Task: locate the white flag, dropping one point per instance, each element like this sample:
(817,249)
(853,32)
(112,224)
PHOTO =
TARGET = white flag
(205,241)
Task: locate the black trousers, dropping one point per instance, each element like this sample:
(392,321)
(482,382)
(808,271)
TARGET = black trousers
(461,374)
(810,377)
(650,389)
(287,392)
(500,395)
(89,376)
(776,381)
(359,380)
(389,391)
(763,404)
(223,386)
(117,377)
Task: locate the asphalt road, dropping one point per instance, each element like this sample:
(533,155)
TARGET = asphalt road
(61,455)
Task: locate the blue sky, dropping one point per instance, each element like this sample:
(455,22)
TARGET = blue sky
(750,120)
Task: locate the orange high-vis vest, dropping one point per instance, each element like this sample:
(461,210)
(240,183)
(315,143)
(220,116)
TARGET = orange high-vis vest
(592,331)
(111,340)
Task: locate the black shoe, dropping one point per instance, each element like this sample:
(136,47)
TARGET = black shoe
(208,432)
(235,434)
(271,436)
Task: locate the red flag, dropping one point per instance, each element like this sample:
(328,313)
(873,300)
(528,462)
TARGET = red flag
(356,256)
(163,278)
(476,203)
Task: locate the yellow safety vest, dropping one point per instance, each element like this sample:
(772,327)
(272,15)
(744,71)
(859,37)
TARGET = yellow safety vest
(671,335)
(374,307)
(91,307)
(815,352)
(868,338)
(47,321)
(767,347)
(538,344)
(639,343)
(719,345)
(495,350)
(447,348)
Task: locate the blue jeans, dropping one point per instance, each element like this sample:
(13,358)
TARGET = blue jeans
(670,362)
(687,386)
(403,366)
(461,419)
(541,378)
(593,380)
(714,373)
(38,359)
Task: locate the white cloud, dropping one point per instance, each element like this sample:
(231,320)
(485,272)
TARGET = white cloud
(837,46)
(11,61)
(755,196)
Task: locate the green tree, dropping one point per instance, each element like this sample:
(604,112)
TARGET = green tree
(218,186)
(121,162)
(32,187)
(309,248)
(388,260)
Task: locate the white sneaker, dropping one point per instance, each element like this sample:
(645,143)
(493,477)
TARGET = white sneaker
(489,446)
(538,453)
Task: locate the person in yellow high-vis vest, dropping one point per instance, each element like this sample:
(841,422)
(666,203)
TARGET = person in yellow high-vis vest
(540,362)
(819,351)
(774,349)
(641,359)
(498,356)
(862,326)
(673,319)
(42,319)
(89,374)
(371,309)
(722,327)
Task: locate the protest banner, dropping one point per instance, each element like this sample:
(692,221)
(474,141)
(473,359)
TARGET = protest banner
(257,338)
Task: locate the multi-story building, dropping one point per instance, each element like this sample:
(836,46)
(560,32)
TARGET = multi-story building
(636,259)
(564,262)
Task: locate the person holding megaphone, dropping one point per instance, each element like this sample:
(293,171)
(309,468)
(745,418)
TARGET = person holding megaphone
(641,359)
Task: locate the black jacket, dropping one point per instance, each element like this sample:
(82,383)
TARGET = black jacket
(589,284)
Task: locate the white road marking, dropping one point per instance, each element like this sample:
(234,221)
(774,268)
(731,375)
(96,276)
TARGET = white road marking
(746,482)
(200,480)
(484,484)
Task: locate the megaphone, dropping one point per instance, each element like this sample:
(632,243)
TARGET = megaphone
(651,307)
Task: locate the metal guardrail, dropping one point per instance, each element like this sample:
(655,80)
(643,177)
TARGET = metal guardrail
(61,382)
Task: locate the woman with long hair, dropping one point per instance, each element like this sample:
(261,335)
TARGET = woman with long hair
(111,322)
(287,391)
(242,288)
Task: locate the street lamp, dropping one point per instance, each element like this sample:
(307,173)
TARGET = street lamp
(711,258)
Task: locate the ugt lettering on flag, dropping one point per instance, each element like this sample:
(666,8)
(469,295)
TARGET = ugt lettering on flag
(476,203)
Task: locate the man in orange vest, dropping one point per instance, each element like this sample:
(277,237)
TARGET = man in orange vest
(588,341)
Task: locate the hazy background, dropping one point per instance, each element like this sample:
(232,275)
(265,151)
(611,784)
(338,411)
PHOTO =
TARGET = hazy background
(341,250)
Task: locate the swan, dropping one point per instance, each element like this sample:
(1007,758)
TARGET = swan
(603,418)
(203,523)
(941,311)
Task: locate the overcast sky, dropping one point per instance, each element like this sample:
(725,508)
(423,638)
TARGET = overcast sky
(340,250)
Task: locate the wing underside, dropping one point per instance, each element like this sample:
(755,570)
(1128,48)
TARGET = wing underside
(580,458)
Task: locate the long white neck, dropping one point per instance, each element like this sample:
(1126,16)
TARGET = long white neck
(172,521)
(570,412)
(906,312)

• • • • •

--- What you should do ---
Please output every record, keeping each line exact.

--- Exercise answer ---
Task: locate the white flag, dropping one point per instance, each element like this sample:
(817,249)
(853,32)
(112,224)
PHOTO =
TARGET = white flag
(205,241)
Task: locate the black trousers, dropping one point per instance, each element like this sample:
(392,321)
(482,382)
(808,271)
TARGET = black trousers
(461,374)
(810,377)
(650,389)
(287,392)
(500,395)
(89,376)
(776,381)
(359,380)
(389,391)
(763,404)
(223,386)
(117,377)
Task: locate the asphalt road, dropping one point per instance, each element like this sample:
(533,155)
TARGET = asphalt road
(61,455)
Task: locate the blue sky, dropping one point per instance, each element like this sample:
(455,22)
TARGET = blue sky
(750,120)
Task: locate the orange high-vis vest, dropping one point per instance, each element like this sample:
(461,210)
(240,183)
(315,143)
(220,116)
TARGET = orange high-vis vest
(592,331)
(111,340)
Task: locate the black shoe, dropping one point per instance, each element like this sample:
(136,47)
TARGET = black shoe
(208,432)
(235,434)
(271,436)
Task: locate the red flag, dropping one point per instance, each element like this sample:
(328,313)
(873,300)
(528,462)
TARGET = red flag
(356,256)
(163,278)
(476,203)
Task: locate the yellow safety vest, dropping one point per instance, each element like this sample:
(772,327)
(272,15)
(744,71)
(859,37)
TARGET = yellow safety vest
(671,335)
(374,307)
(91,307)
(815,352)
(868,338)
(47,321)
(767,347)
(538,344)
(639,343)
(719,345)
(495,350)
(447,348)
Task: locate the blue jeans, dropping one point per instance, each element like this sample:
(13,358)
TARGET = blue jeans
(670,362)
(687,386)
(403,366)
(461,419)
(541,378)
(593,380)
(714,373)
(38,359)
Task: locate the white cloud, dropping one point per instance, each element like this sample:
(231,320)
(485,272)
TARGET = white cloud
(837,46)
(11,61)
(755,196)
Task: locate the green tree, dropping one point per instance, each element like this sample:
(604,112)
TARGET = green tree
(218,186)
(121,162)
(32,187)
(309,248)
(388,260)
Task: locate the white sneaker, dropping one point per instance, each element like this sample:
(645,143)
(493,477)
TARGET = white sneaker
(489,446)
(538,453)
Task: locate the person in yellow high-vis vest, dropping one point per instance, each element like this sample:
(841,422)
(666,203)
TARGET = person in yellow high-vis vest
(540,362)
(819,351)
(774,349)
(641,359)
(498,356)
(862,326)
(673,319)
(42,319)
(89,374)
(371,309)
(722,327)
Task: locate the protest banner, dropping one point per instance, each element like this sample:
(692,221)
(474,141)
(473,359)
TARGET = protest banner
(257,338)
Task: locate the multi-story building, dropping one point per instance, each element like this sample:
(836,46)
(560,32)
TARGET = multi-story building
(636,259)
(564,262)
Task: locate the person holding megaphone, dropping one point per instance, each element like this sample:
(293,171)
(309,468)
(745,418)
TARGET = person holding megaphone
(641,359)
Task: locate the black jacket, dropping one point per instance, each element like this sample:
(82,383)
TARGET = black jacket
(589,284)
Task: locate the white road marking, dropping one point per instance, each element like this sample:
(234,221)
(774,268)
(731,375)
(96,276)
TARGET = white road marking
(746,482)
(200,480)
(484,484)
Task: locate the megaphone, dropping one point per instance, each element like this sample:
(632,243)
TARGET = megaphone
(651,307)
Task: locate the metal guardrail, dropping one point per instance, each element like this sample:
(655,80)
(643,177)
TARGET = metal guardrail
(61,382)
Task: locate the woman with long hair, dropping one point per instance, each element like this sample:
(261,335)
TARGET = woman with long hair
(111,322)
(287,391)
(242,288)
Task: locate the street lamp, dropping one point per instance, each element like this sample:
(307,173)
TARGET = street lamp
(711,258)
Task: locate the ugt lettering on flag, dropping one point per instance, each element like this sample:
(666,8)
(469,295)
TARGET = ugt lettering on flag
(476,203)
Task: locate the man in orange vest, dropping one point per instance, each element like this sample:
(277,237)
TARGET = man in orange vest
(588,341)
Task: locate the hazy background, dropping one point per instance, each element like this sample:
(232,275)
(265,151)
(611,784)
(338,411)
PHOTO =
TARGET = hazy background
(341,250)
Task: locate the swan, dropping one point per instance, each element like this sample:
(1007,758)
TARGET = swan
(603,418)
(203,523)
(941,311)
Task: locate the overcast sky, dropping one point per instance, each element like this sample:
(725,508)
(423,638)
TARGET = overcast sky
(340,250)
Task: locate the wing underside, dropping one point per instance, each element like this sample:
(755,570)
(1128,48)
TARGET = wing underside
(580,458)
Task: locate the long white neck, dropping one point per instance, each element like this sample:
(1126,16)
TARGET = long white neck
(172,521)
(570,412)
(906,312)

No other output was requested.